++++ Data section ++++

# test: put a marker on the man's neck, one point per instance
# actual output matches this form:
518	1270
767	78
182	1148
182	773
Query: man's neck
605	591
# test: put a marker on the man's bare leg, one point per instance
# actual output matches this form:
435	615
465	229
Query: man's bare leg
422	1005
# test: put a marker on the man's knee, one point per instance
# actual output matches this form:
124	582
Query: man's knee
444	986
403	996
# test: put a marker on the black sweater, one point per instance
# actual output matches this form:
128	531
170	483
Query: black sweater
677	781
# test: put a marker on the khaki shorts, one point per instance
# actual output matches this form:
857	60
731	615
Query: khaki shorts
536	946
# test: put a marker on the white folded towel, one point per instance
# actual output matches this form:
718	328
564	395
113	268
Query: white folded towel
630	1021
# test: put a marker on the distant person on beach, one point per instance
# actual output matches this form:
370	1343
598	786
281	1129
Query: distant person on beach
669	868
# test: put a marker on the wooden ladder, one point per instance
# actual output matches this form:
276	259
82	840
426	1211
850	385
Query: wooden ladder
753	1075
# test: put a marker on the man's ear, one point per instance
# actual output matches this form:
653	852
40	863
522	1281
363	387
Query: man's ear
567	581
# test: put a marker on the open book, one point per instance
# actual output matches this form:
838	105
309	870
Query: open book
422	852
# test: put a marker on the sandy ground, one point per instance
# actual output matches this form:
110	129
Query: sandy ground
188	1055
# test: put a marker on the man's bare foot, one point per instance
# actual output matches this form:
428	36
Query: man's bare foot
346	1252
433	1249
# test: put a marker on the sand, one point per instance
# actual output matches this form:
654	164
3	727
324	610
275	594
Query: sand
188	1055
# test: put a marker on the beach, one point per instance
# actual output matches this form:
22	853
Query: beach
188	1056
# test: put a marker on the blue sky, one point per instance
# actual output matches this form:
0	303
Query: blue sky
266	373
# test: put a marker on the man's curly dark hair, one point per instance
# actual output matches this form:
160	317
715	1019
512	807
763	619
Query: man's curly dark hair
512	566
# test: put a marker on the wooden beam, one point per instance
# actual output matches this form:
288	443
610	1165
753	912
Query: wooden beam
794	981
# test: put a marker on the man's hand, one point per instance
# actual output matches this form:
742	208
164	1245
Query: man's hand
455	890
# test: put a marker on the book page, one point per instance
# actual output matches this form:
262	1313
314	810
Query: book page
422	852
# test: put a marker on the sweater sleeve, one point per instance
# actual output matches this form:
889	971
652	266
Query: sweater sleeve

++++

Exercise description: From the first line to the last, reproduce the material word for word.

Exercise result:
# test: put a marker on the man's neck, one point per instance
# actual output matches this form:
518	1270
767	78
182	1148
182	773
Query: man's neck
605	591
# test: put a marker on the man's bare leg, one point per instance
# actual output matches this form:
435	615
465	229
Query: man's bare leg
422	1005
# test: put a marker on the man's knee, one point per instance
# actual output matches this form:
124	582
Query: man's knee
444	986
403	996
# test: put a marker on the black sweater, one point per instance
# actual output matches this form:
128	531
170	483
Query: black sweater
677	781
# test: put a marker on the khaki shorts, one point per instance
# actual output matches this form:
857	60
731	615
Query: khaki shorts
536	946
# test: put a marker on the white folded towel, one point per instance
# actual output matches this form:
718	328
564	395
113	268
Query: white folded towel
630	1021
# test: put a marker on the distant person on beach, one point per instance
# actual output matches this form:
370	1343
598	786
281	1129
Query: distant person on beach
669	868
# test: put a marker on the wooden ladder, one point per instance
# actual output matches this form:
276	259
82	840
426	1211
850	385
Query: wooden ladder
753	1075
# test: put a marker on the man's ear, one point per instance
# actual output matches this form:
653	852
40	863
522	1281
363	387
Query: man's ear
567	581
# test: put a marker on the open book, one point per instance
# actual output matches this form:
838	105
309	870
Query: open book
422	852
# test: put a marker on the sandy ground, one point per instance
# actual output matches this form:
110	129
Query: sandy ground
188	1055
# test: put a marker on the man's bare foot, one point per instance
# actual output matches this form:
428	36
Query: man's bare foot
346	1252
433	1249
# test: put a marker on the sand, one point per instance
# actual output matches this form:
654	164
3	727
324	610
275	594
Query: sand
188	1055
# test: put a marker on the beach, one point per instance
# actual output matches this form:
22	853
Query: beach
188	1056
# test: put a marker on the blue sky, one point per instance
# actual output matches this form:
0	303
Query: blue sky
266	373
# test: put a marker on the man's curly dark hair, one point per instance
# actual output matches this form:
160	317
715	1019
512	807
763	619
Query: man's curly dark hair
512	566
# test: put a marker on the wooden beam, one point per instance
# actual output matches this form:
288	443
610	1165
753	912
Query: wooden beam
794	981
# test: put a marker on the man's hand, one point per instance
# actual output matches this form:
742	208
164	1245
Query: man's hand
455	890
# test: put a marker on the book page, one point per instance
# actual output matches this form:
262	1313
314	810
Query: book page
422	852
# test: put a marker on the sweater sleeve, one point per instance
# actual output matches this form:
889	971
652	266
Query: sweater sleeve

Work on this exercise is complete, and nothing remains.